(Image object location entries)
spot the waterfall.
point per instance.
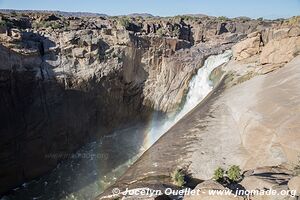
(108, 158)
(199, 87)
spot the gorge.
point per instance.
(107, 88)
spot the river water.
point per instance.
(97, 165)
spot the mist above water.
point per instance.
(97, 165)
(199, 87)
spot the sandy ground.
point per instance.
(253, 124)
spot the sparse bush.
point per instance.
(178, 177)
(297, 168)
(176, 31)
(234, 173)
(161, 32)
(222, 18)
(125, 22)
(2, 24)
(294, 20)
(46, 24)
(219, 174)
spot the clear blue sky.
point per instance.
(230, 8)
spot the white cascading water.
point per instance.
(199, 87)
(108, 159)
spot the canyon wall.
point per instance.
(66, 80)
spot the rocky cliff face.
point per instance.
(66, 80)
(251, 120)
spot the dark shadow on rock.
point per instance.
(44, 119)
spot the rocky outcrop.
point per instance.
(67, 80)
(249, 120)
(248, 47)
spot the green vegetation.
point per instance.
(125, 22)
(294, 20)
(297, 168)
(186, 17)
(5, 24)
(47, 24)
(176, 31)
(2, 24)
(178, 177)
(161, 32)
(222, 18)
(234, 173)
(219, 174)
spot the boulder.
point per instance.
(247, 47)
(280, 51)
(294, 184)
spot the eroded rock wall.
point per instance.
(65, 81)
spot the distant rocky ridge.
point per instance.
(251, 119)
(65, 80)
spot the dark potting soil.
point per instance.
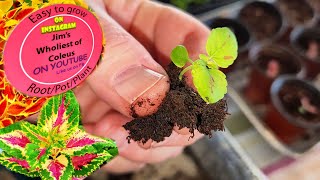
(309, 42)
(263, 20)
(182, 107)
(291, 94)
(296, 11)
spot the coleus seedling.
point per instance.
(210, 82)
(57, 147)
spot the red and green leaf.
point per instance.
(33, 132)
(60, 115)
(13, 140)
(36, 156)
(84, 142)
(58, 169)
(17, 165)
(86, 164)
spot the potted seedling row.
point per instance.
(263, 20)
(297, 12)
(294, 109)
(269, 61)
(306, 41)
(273, 51)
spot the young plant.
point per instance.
(210, 82)
(57, 148)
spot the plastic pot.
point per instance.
(285, 117)
(307, 42)
(297, 12)
(263, 20)
(269, 62)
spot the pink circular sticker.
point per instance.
(53, 50)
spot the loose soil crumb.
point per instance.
(182, 107)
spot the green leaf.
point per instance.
(220, 84)
(179, 56)
(222, 47)
(86, 164)
(210, 83)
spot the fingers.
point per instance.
(128, 79)
(159, 28)
(111, 126)
(121, 165)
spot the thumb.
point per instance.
(127, 79)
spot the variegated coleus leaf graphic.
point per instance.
(13, 140)
(85, 164)
(60, 116)
(56, 169)
(19, 165)
(57, 148)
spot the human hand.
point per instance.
(139, 35)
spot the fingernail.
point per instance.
(135, 81)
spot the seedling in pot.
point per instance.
(183, 107)
(210, 82)
(57, 147)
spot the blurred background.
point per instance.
(274, 97)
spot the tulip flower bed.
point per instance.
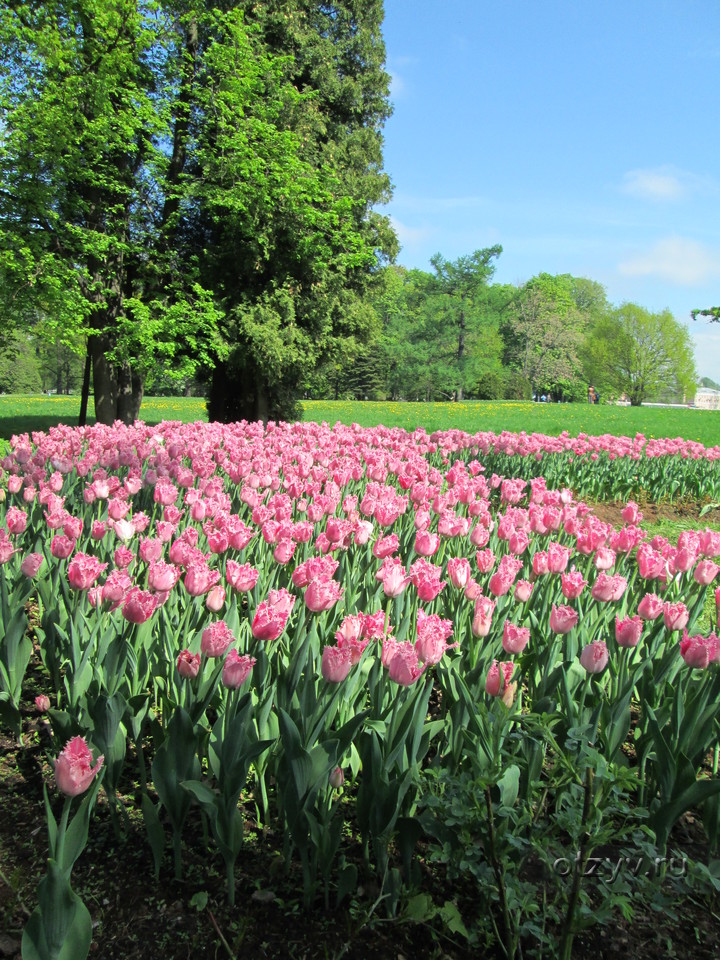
(370, 642)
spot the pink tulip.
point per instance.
(523, 590)
(61, 547)
(426, 543)
(236, 669)
(485, 560)
(705, 572)
(699, 651)
(31, 564)
(628, 631)
(16, 520)
(162, 576)
(573, 584)
(138, 605)
(215, 599)
(482, 616)
(122, 557)
(630, 513)
(241, 577)
(604, 558)
(404, 667)
(676, 616)
(336, 664)
(607, 588)
(479, 536)
(188, 664)
(216, 639)
(562, 619)
(373, 625)
(540, 563)
(432, 635)
(284, 551)
(558, 557)
(472, 590)
(650, 607)
(267, 623)
(281, 601)
(73, 770)
(459, 572)
(651, 564)
(709, 543)
(515, 638)
(320, 595)
(116, 587)
(594, 657)
(395, 580)
(98, 529)
(150, 550)
(83, 571)
(199, 578)
(499, 677)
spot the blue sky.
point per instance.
(582, 136)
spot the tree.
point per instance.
(90, 97)
(299, 267)
(164, 167)
(19, 369)
(544, 332)
(459, 296)
(640, 354)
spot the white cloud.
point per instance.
(397, 85)
(664, 183)
(408, 236)
(677, 260)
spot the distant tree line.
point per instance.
(453, 334)
(189, 192)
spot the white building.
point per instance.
(707, 399)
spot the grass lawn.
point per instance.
(21, 414)
(548, 418)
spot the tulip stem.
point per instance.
(60, 843)
(580, 864)
(509, 945)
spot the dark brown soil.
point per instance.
(136, 918)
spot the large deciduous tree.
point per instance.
(459, 292)
(300, 266)
(544, 330)
(641, 354)
(165, 167)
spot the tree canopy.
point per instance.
(182, 182)
(641, 354)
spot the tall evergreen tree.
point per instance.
(294, 295)
(164, 168)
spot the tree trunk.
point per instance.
(131, 388)
(85, 391)
(461, 353)
(105, 381)
(118, 391)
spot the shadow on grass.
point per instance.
(29, 424)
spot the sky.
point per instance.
(581, 136)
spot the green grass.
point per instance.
(548, 418)
(21, 414)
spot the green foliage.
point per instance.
(19, 366)
(641, 354)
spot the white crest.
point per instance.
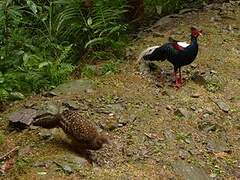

WHAT YOU NEED TO DO
Pick out each line in the items above that contains the string "blue" and copy those lines out in full. Matching is case-sensitive.

RESULT OF THE EXERCISE
spot the clear blue sky.
spot the blue sky.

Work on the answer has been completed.